▶ [CONSIGNES]:
**1)** Relevez tous les noms de lieux cités dans le texte sur le Forum Changer l’économie, dans l’ordre de leur première apparition.
**2)** Poursuivez le texte sur le Forum Changer l’économie en enchaînant directement après sa dernière phrase.

====== TEXTE EXTRAIT ======

Le Forum Changer l’économie se déroule à Rennes aux Champs libres du 29 au 31 Janvier 2016. Nul doute qu’il s’intéressera autant à changer l’économie qu’à comprendre comment l’économie change l’homme. Mais comment change-t-on la France qui fait figure de vieux corps tétanisé et déchiré dans un monde en pleine mutation ? À l’âge des nouvelles technologies de l’information et de la communication, il s’agit d’évoluer de la productivité à la créativité afin de libérer les talents individuels au profit de l’enrichissement collectif…
Janvier 2016, le nombre de demandeurs d’emploi inscrits en France atteint les 10,6 % et 15,3% dans la commune de Rennes. Étant donné que la Troisième révolution industrielle technologique en cours s’accompagne(ra) de la destruction définitive de milliers d’emplois, il est bien sûr que le retour au plein emploi que promettent les politiques de gauche comme de droite relève de l’illusion (électoraliste).

====== DONNÉES FOURNIES ======

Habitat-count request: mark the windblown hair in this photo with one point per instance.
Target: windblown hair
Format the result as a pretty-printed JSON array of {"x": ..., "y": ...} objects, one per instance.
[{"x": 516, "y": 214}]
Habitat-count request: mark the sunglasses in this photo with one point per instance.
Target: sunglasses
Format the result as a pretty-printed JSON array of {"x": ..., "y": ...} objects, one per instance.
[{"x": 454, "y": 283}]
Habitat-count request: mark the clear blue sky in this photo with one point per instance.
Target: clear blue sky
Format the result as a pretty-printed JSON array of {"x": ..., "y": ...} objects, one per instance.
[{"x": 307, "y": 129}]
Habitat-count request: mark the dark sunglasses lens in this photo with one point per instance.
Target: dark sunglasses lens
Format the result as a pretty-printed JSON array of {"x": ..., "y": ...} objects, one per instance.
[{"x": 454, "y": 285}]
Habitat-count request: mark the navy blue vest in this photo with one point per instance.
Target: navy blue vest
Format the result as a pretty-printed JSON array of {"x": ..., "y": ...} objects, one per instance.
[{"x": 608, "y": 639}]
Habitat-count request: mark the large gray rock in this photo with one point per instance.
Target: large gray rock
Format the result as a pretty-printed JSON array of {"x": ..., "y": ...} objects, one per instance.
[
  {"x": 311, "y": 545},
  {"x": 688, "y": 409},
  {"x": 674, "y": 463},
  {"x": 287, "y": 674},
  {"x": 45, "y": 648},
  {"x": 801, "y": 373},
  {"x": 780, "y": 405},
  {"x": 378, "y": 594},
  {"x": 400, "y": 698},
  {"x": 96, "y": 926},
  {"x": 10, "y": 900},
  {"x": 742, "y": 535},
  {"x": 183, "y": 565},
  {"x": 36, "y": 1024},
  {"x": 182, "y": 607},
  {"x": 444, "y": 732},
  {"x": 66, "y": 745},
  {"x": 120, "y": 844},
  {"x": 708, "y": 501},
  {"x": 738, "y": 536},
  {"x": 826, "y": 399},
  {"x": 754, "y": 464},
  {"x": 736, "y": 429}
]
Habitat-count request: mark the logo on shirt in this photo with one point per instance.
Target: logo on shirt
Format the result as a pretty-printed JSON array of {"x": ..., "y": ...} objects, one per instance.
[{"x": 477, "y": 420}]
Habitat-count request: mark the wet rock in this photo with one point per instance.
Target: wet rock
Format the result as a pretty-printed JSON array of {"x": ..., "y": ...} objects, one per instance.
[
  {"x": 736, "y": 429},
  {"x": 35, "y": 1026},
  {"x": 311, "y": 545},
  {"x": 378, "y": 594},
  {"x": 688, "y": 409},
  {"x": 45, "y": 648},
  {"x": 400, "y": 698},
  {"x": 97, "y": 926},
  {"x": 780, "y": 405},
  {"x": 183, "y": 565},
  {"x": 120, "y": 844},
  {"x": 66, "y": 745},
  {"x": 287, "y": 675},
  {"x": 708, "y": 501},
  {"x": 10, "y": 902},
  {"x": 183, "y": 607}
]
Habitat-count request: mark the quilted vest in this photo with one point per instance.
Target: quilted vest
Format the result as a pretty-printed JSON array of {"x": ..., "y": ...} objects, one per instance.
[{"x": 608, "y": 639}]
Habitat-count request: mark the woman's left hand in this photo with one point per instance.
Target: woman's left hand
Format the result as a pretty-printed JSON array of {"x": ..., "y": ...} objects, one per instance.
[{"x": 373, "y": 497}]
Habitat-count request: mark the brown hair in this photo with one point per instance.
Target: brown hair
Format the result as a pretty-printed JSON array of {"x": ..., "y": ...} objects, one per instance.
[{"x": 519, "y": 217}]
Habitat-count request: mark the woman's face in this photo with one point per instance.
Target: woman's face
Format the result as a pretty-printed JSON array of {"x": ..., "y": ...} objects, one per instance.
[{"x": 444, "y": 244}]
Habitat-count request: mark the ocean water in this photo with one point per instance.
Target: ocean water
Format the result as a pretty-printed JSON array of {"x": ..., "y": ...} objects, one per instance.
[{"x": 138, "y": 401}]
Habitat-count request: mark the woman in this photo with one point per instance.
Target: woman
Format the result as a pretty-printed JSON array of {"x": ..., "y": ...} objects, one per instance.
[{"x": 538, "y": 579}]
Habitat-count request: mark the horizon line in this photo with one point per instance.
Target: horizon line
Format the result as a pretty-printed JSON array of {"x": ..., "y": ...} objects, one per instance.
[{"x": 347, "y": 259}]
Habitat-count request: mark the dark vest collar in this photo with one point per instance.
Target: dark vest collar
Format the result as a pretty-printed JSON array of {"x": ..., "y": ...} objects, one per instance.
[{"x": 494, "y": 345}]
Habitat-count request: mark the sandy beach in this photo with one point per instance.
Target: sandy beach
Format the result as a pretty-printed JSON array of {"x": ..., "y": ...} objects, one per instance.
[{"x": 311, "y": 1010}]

======
====== DONNÉES FOURNIES ======

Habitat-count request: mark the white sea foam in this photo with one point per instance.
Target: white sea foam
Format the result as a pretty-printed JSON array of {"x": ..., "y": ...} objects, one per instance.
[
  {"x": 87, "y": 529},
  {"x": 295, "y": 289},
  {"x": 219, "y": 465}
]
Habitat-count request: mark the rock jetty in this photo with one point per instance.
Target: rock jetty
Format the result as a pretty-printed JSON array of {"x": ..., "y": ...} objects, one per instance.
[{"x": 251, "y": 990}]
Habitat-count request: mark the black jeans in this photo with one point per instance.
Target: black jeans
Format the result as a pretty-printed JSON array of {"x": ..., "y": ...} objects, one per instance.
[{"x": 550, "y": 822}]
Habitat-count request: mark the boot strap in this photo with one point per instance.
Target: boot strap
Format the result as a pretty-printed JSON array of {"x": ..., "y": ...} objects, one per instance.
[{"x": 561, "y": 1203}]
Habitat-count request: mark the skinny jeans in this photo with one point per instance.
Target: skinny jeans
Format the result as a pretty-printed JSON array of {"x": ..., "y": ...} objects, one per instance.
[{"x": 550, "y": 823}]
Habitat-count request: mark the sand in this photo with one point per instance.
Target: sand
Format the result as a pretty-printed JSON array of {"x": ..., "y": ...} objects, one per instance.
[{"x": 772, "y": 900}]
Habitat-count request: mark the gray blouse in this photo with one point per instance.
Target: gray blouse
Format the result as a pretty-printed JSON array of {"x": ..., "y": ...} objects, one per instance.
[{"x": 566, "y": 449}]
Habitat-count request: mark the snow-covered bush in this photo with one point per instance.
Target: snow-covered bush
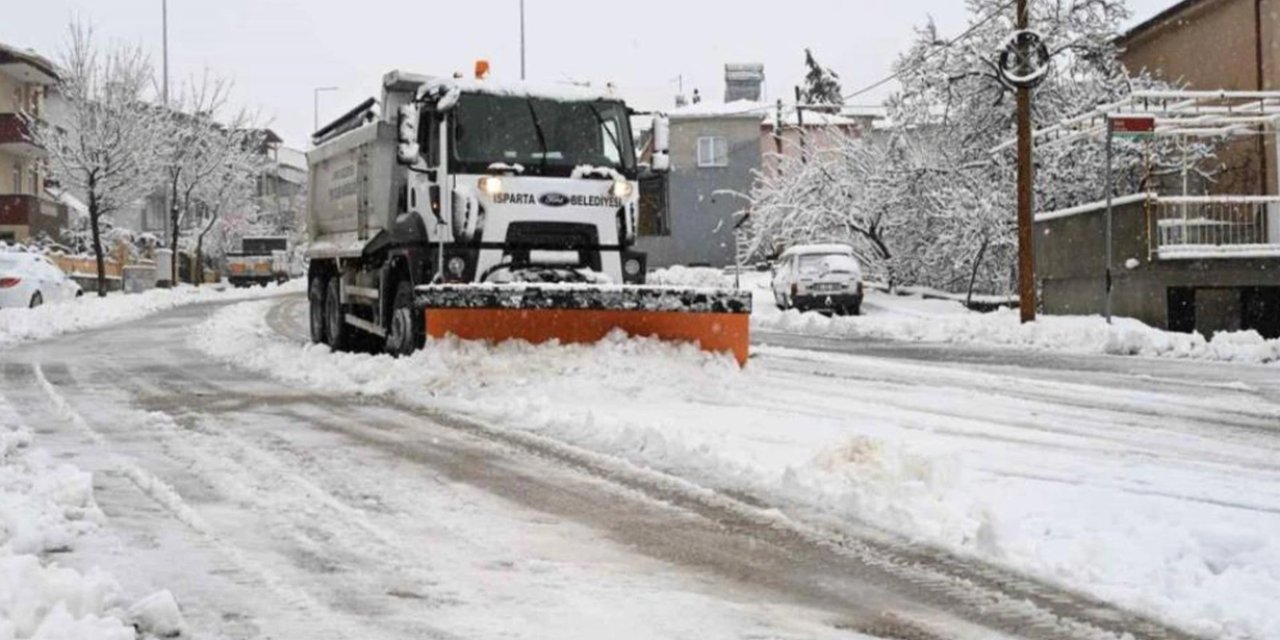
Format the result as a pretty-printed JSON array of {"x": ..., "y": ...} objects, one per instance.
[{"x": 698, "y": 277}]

======

▶ [RÉPONSES PAR CONSIGNE]:
**1)** Rennes, les Champs libres, la France

**2)**
En réalité, avec un taux de pauvreté de 15 %, c’est sans doute environ un quart de la population française en âge de travailler qui ne reçoit pas de salaire (chômeurs, sans-emploi en fin de droits, RSA, sans-emploi non déclarés, travailleurs précaires ou occasionnels). La France accumule les raisons d’être le pays le plus consommateur au monde d’anxiolytiques ; la communauté historique où le Bonheur national brut est en berne. C’est pourquoi il s’agit de réfléchir à comment changer l’économie, certes, mais aussi à comment changer l’immobilisme suicidaire de la société française et son tropisme pour une résistance critique parfois salvatrice, souvent aveugle et aveuglante…
Alors que l’INSEE projette une espérance de 90 ans en France en 2060, des médias de la Silicon Valley tablent sur une espérance de vie américaine supérieure à 120 ans dès 2050. Entraîné par Ray Kurzweil, le futurologue de Google, et Art Levinson, actionnaire d’Apple et directeur de Calico – la Silicon Valley accélère sa recherche de la Singularité : cette découverte révolutionnaire censée provoquer le basculement du monde humain dans un nouveau cycle transhumain (voir notre article).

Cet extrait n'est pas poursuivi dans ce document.